WRITTEN PROBLEM A
According to the passage on Hepworth's sculpture, what color is the inside of Spring (1966) painted?

On her return to St Ives she found that her travelling companion had sent her a shipment of a hardwood from Nigeria that was apparently several centuries old. One segment of this remarkable timber was carved into this work with a title inspired by her recent travels. Although the outside of the wood is varnished and the interior painted white, Hepworth does not let us forget the original form of the timber as a segment of tree trunk.

The inside is particularly intriguing, carved into a series of curved planes that intersect and suggest a kind of inwardly-spiralling vortex. Thus the interior space is in no sense amorphous, but rather shaped by energy and movement, here articulated as sculptural form. In other cases this otherwise invisible energy may be represented by her distinctive use of strings or thread.

But Hepworth’s threads have other associations too. They recall the rigging of the boats she watched sailing out to the sea every day; or the strings of a musical instrument; or even the lacing of clothes, boots or a sack. In one of the most perfect of her hollow and pierced forms, Spring (1966), by now translated into bronze but painted green inside, the string is attached in a way that deliberately alludes to lacing.

All of the associations I have suggested – rigging, musical strings, lacing – entail tension, whether because they are holding a mast erect, producing a particular musical note or fastening clothes or shoes. And of all of these, it is perhaps the fastening that is most directly relevant to Hepworth’s sculpture, for one can interpret the tautly-drawn strings as holding together the quintessentially different worlds of the inside and outside, the masculine and the feminine dimensions of her sculpture.

WRITTEN PROBLEM B
In the entries between the lines holding "Can you spot the girl's face" and "[[28, 420]]", inclusive, substitute "occurrence" for "instance", and write out those lines again with nothing else altered.

RAW RECORDS
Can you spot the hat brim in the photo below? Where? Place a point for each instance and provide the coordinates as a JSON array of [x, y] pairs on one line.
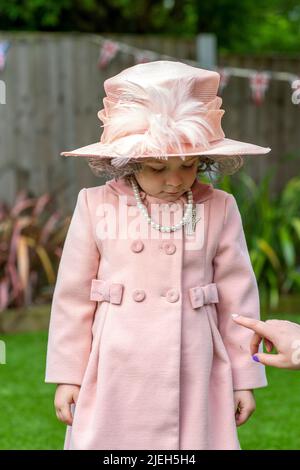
[[222, 147]]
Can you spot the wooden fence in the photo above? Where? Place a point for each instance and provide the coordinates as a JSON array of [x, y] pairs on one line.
[[54, 90]]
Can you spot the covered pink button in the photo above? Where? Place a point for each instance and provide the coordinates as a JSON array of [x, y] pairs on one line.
[[203, 295], [168, 247], [172, 295], [137, 246], [139, 295]]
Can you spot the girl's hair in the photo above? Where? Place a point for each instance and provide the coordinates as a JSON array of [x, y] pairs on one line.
[[218, 165]]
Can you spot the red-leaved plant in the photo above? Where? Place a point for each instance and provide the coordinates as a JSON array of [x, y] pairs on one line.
[[32, 234]]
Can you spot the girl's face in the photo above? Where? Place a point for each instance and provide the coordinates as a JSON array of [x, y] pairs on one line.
[[167, 179]]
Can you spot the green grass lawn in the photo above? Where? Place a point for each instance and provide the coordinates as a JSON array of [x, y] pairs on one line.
[[28, 420]]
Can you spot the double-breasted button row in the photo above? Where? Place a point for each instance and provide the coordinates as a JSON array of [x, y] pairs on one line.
[[167, 246]]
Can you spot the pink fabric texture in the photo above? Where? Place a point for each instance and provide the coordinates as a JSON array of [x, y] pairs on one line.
[[144, 326]]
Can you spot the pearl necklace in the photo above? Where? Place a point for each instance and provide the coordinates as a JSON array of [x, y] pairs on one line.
[[163, 228]]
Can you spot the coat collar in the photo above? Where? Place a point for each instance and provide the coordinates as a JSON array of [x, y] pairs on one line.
[[201, 192]]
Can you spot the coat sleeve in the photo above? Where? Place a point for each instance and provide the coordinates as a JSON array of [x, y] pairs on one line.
[[238, 293], [71, 318]]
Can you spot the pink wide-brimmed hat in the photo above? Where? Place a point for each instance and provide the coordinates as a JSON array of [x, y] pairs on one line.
[[163, 109]]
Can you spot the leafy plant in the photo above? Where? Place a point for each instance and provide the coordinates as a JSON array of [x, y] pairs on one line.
[[32, 233], [272, 228]]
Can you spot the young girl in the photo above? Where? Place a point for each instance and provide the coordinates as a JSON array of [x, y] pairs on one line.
[[142, 345]]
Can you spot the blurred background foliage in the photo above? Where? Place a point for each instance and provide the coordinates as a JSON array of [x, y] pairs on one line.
[[271, 223], [241, 26], [32, 234]]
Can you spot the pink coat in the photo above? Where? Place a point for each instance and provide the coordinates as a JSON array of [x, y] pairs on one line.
[[143, 323]]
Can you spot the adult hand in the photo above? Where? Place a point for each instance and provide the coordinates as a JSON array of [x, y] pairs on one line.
[[281, 334]]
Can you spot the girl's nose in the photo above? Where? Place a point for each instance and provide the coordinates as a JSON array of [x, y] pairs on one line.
[[174, 181]]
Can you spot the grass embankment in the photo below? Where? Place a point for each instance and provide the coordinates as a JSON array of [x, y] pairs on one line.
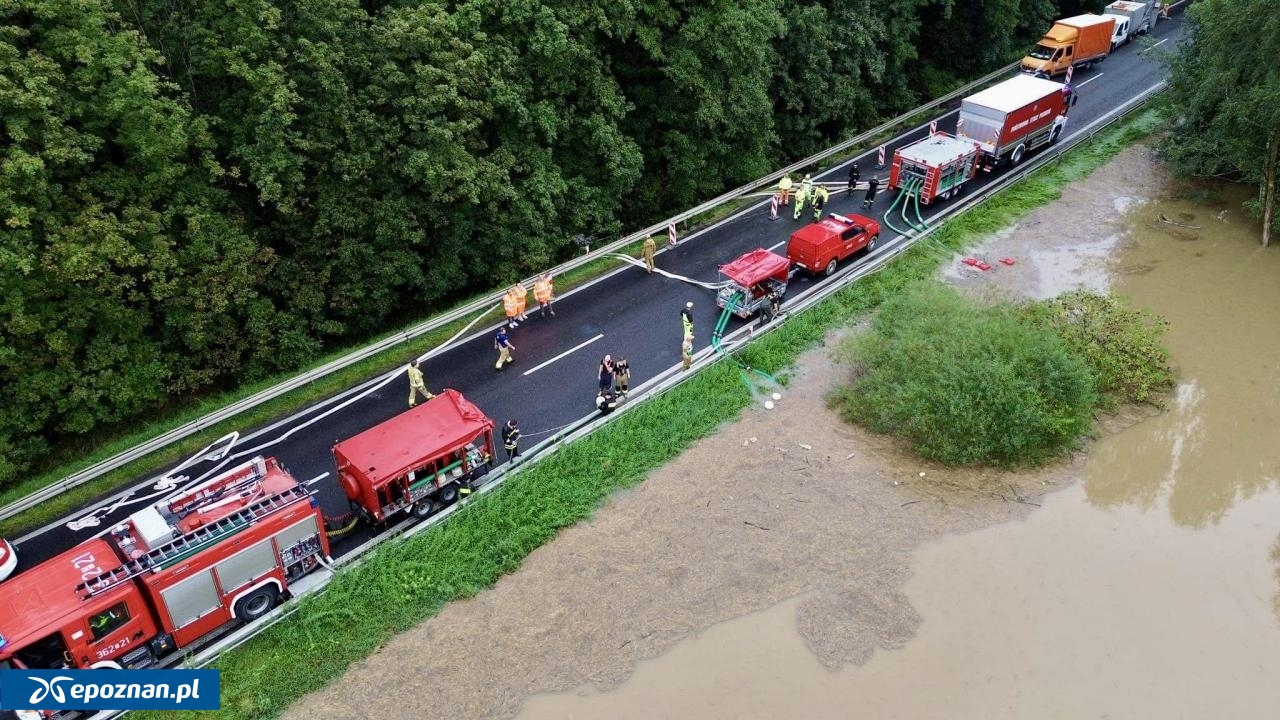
[[92, 452], [993, 382], [406, 582]]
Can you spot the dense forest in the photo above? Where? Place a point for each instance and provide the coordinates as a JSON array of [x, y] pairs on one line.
[[197, 195]]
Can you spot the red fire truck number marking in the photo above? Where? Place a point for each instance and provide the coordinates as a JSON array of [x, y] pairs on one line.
[[110, 650], [87, 566]]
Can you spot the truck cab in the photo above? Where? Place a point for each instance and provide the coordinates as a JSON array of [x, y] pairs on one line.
[[46, 625]]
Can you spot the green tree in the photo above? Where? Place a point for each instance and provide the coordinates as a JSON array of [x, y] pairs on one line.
[[1224, 95], [122, 268]]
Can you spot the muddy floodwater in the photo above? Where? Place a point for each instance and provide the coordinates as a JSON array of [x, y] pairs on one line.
[[1147, 589]]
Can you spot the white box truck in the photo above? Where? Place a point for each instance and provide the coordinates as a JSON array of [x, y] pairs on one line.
[[1133, 17]]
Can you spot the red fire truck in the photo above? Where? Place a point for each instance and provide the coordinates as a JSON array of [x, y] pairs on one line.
[[935, 167], [173, 573], [416, 461]]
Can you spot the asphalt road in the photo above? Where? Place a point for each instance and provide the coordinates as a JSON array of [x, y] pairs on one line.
[[629, 314]]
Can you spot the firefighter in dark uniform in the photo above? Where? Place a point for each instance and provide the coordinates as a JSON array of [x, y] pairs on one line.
[[511, 440]]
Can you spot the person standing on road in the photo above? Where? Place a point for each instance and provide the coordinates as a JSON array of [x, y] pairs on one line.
[[606, 373], [801, 195], [622, 376], [649, 247], [872, 186], [511, 306], [502, 343], [511, 440], [819, 200], [544, 292], [521, 292], [416, 384]]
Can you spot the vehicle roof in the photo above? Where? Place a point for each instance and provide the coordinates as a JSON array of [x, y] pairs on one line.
[[937, 150], [757, 265], [36, 602], [388, 450], [1014, 92], [1084, 21]]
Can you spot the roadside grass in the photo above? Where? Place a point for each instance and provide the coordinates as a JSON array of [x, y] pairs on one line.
[[78, 455], [91, 452], [403, 583]]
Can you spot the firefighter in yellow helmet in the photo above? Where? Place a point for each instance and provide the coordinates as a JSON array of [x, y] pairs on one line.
[[416, 384], [521, 291], [544, 294], [511, 306]]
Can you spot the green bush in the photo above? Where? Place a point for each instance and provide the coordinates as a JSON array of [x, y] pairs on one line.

COMPLETE RESPONSE A
Green.

COMPLETE RESPONSE B
Can you spot the girl's face in the photo above? Where? Place a point for each occurrence and provide the coordinates as a JSON array of [x, y] pairs on one line.
[[167, 179]]
Can you spot the green grass lawn in the photo above? Where? Place a point for each occurrence and provide the coordinates as a JSON array of [x, y] pairs on one line.
[[28, 420]]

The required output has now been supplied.